» **Énoncé du problème**: Pouvez-vous recopier mot pour mot, dans le texte sur les débuts de Serge Lifar en danse, le passage qui va de « A 15 ans il » jusqu'à « Paris en 1923. » ?

──────── Passage source

A 15 ans il a passé depuis longtemps l'âge idéal pour commencer à étudier la danse... et il lui faudra vaincre les nombreuses réticences de Nijinska avant qu'elle ne consente à l'accepter parmi ses élèves...
Pourtant il ne reculera devant rien, et grâce à son obstination acquiert très vite les bases nécessaires à l'accomplissement de son rêve.

Le destin intervient une seconde fois en sa faveur lorsque, deux ans plus tard, Diaghilev toujours à la recherche de danseurs masculins pour ses Ballets Russes, demande à Nijinska de lui envoyer ses cinq meilleurs élèves...

Serge Lifar n'est pas sur la liste car son professeur estime qu'il n'est pas encore prêt... Cependant, l'un de ses camarades ayant fait faux bond à la dernière minute, c'est lui qui prend sa place et rejoint la troupe à Paris en 1923.

────────────────
──────── Ensemble de lignes

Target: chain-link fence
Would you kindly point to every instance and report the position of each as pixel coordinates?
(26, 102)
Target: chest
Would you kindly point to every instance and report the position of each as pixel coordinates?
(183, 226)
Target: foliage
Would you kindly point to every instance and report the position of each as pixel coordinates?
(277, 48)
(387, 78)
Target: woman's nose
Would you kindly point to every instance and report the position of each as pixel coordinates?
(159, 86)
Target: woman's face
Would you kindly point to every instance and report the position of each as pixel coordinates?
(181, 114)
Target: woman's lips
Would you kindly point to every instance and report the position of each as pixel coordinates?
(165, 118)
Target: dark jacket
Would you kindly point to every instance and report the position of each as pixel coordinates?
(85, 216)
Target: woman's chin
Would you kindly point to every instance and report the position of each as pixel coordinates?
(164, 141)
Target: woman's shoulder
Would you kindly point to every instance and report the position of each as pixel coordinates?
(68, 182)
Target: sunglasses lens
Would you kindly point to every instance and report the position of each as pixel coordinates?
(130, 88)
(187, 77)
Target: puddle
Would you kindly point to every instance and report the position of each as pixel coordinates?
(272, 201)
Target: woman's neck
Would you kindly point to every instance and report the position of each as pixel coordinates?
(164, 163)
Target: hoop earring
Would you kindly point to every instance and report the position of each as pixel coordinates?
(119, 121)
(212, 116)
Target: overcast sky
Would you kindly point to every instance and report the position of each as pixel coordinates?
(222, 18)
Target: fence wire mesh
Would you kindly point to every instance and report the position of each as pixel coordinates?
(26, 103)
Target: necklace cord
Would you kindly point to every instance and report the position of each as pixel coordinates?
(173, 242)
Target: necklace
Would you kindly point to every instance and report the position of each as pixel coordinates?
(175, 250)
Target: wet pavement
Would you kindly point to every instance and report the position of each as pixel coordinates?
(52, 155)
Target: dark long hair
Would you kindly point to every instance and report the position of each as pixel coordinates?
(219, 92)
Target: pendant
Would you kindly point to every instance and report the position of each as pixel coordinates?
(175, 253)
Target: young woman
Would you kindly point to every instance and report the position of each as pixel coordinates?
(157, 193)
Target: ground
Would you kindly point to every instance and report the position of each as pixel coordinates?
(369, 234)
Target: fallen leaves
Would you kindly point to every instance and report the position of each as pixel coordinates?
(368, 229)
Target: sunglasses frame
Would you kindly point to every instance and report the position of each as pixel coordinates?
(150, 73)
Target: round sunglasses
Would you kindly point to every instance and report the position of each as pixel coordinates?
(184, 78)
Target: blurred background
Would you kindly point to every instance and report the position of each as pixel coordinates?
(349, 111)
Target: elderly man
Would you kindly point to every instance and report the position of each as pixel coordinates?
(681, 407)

────────────────

» **Résultat attendu**:
A 15 ans il a passé depuis longtemps l'âge idéal pour commencer à étudier la danse... et il lui faudra vaincre les nombreuses réticences de Nijinska avant qu'elle ne consente à l'accepter parmi ses élèves...
Pourtant il ne reculera devant rien, et grâce à son obstination acquiert très vite les bases nécessaires à l'accomplissement de son rêve.

Le destin intervient une seconde fois en sa faveur lorsque, deux ans plus tard, Diaghilev toujours à la recherche de danseurs masculins pour ses Ballets Russes, demande à Nijinska de lui envoyer ses cinq meilleurs élèves...

Serge Lifar n'est pas sur la liste car son professeur estime qu'il n'est pas encore prêt... Cependant, l'un de ses camarades ayant fait faux bond à la dernière minute, c'est lui qui prend sa place et rejoint la troupe à Paris en 1923.